EXERCISE: For each line of the listing that contains "outline", make a copy and return it.

^^^^

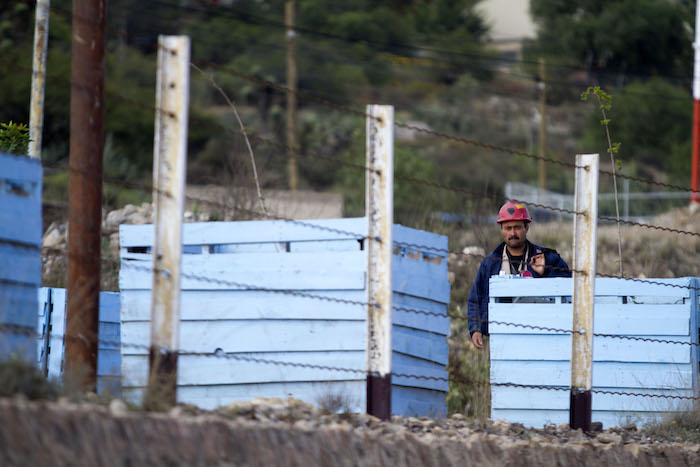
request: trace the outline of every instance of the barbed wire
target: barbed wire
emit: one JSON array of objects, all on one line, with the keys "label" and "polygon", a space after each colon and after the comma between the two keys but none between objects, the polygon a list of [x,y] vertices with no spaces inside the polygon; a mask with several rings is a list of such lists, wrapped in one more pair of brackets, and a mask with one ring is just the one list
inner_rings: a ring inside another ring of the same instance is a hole
[{"label": "barbed wire", "polygon": [[[85,341],[85,336],[71,336],[71,335],[66,334],[66,333],[59,334],[59,333],[52,333],[52,332],[39,333],[33,327],[21,326],[21,325],[16,325],[16,324],[0,323],[0,331],[10,332],[10,333],[13,333],[15,335],[24,335],[27,337],[34,337],[34,338],[48,336],[48,337],[53,337],[53,338],[62,338],[64,340],[69,339],[69,340],[79,340],[81,342]],[[120,348],[139,349],[139,350],[144,350],[144,351],[151,350],[151,346],[149,346],[149,345],[123,342],[121,340],[116,340],[116,339],[98,338],[98,344],[116,346],[116,347],[120,347]],[[183,349],[179,349],[179,350],[173,349],[172,351],[176,352],[177,355],[181,355],[181,356],[219,358],[219,359],[225,359],[225,360],[235,360],[235,361],[259,363],[259,364],[265,364],[265,365],[286,366],[286,367],[293,367],[293,368],[307,368],[307,369],[314,369],[314,370],[337,371],[337,372],[353,373],[353,374],[363,375],[363,376],[377,375],[378,374],[377,372],[369,371],[367,369],[344,368],[344,367],[336,367],[336,366],[330,366],[330,365],[319,365],[319,364],[315,364],[315,363],[303,363],[303,362],[290,362],[290,361],[283,361],[283,360],[273,360],[273,359],[266,359],[266,358],[260,358],[260,357],[252,357],[252,356],[248,356],[248,355],[239,355],[236,353],[201,352],[201,351],[190,351],[190,350],[183,350]],[[250,352],[248,352],[248,353],[250,353]],[[499,382],[499,381],[484,381],[484,380],[476,380],[476,379],[469,379],[469,378],[455,377],[455,376],[440,377],[440,376],[416,375],[416,374],[399,373],[399,372],[391,372],[390,374],[393,377],[410,378],[410,379],[423,380],[423,381],[436,381],[436,382],[446,382],[446,383],[453,382],[453,383],[460,383],[460,384],[476,384],[476,385],[484,385],[484,386],[516,387],[516,388],[523,388],[523,389],[540,389],[540,390],[551,390],[551,391],[566,391],[566,392],[571,391],[570,387],[544,386],[544,385],[536,385],[536,384],[522,384],[522,383]],[[682,389],[681,388],[664,388],[664,390],[680,391]],[[699,397],[694,397],[694,396],[678,396],[678,395],[666,395],[666,394],[645,394],[645,393],[632,393],[632,392],[624,392],[624,391],[609,391],[609,390],[601,390],[601,389],[591,389],[591,392],[597,393],[597,394],[609,394],[609,395],[618,395],[618,396],[634,396],[634,397],[681,399],[681,400],[700,400]]]},{"label": "barbed wire", "polygon": [[617,219],[615,217],[598,216],[598,219],[604,220],[604,221],[616,222],[618,224],[627,224],[627,225],[632,225],[635,227],[643,227],[646,229],[663,230],[666,232],[672,232],[672,233],[677,233],[677,234],[681,234],[681,235],[692,235],[694,237],[700,237],[700,233],[698,233],[698,232],[674,229],[674,228],[670,228],[670,227],[662,227],[662,226],[654,225],[654,224],[645,224],[645,223],[641,223],[641,222],[627,221],[627,220],[623,220],[623,219]]}]

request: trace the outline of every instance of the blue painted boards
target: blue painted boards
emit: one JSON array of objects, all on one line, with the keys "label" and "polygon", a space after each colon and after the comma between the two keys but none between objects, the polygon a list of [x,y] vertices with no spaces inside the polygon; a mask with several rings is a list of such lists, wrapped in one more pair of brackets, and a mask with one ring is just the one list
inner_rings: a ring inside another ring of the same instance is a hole
[{"label": "blue painted boards", "polygon": [[[119,294],[100,292],[99,344],[97,348],[97,392],[121,396],[121,345]],[[37,364],[51,379],[63,377],[66,331],[66,289],[39,289]]]},{"label": "blue painted boards", "polygon": [[[213,408],[254,397],[319,404],[343,395],[352,410],[364,410],[366,220],[211,222],[183,229],[180,349],[210,355],[180,356],[178,400]],[[398,225],[394,239],[447,248],[446,237]],[[123,388],[135,400],[147,381],[152,242],[151,225],[121,226],[121,337],[137,344],[122,347]],[[394,306],[443,316],[394,310],[393,370],[446,378],[447,261],[431,251],[394,251]],[[444,414],[446,391],[446,382],[394,378],[392,410]]]},{"label": "blue painted boards", "polygon": [[[596,279],[594,332],[697,343],[697,291],[688,287],[697,287],[698,280],[652,280],[661,284]],[[571,329],[571,290],[571,279],[494,276],[489,320]],[[567,388],[492,386],[491,417],[532,426],[568,422],[571,334],[503,324],[490,324],[489,332],[492,382]],[[595,336],[593,389],[692,396],[698,389],[697,362],[697,346]],[[686,405],[678,399],[594,393],[593,421],[644,423]]]},{"label": "blue painted boards", "polygon": [[36,359],[41,285],[41,164],[0,154],[0,359]]}]

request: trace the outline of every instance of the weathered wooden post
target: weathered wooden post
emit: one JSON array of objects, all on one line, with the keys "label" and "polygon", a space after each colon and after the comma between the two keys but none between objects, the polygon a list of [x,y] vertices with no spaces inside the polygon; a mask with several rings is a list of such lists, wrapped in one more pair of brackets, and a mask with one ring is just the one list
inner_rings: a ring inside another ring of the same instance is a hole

^^^^

WRITTEN REPLY:
request: trace the outline of every instance of the barbed wire
request: trace the outline of every instance of the blue painted boards
request: trace the outline of every instance of the weathered wooden post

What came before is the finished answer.